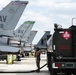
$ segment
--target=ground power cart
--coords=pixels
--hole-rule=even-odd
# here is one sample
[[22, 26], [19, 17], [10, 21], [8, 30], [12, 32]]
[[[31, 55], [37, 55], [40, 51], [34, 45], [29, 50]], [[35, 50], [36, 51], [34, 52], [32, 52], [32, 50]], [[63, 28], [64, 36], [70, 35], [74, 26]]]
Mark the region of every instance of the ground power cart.
[[50, 75], [76, 75], [76, 26], [54, 25], [52, 52], [47, 52]]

_ _ _

Give every record back exactly as it reads, with no images.

**RESPONSE:**
$ segment
--target=ground power cart
--coords=pixels
--hole-rule=even-odd
# here is one sample
[[22, 26], [19, 17], [10, 21], [8, 30], [12, 32]]
[[[31, 55], [37, 55], [40, 51], [34, 45], [29, 50]], [[35, 50], [36, 51], [34, 52], [32, 52], [32, 50]], [[63, 28], [64, 36], [70, 35], [74, 26]]]
Mark the region of every instance of the ground power cart.
[[50, 75], [76, 75], [76, 26], [54, 25], [52, 52], [47, 52]]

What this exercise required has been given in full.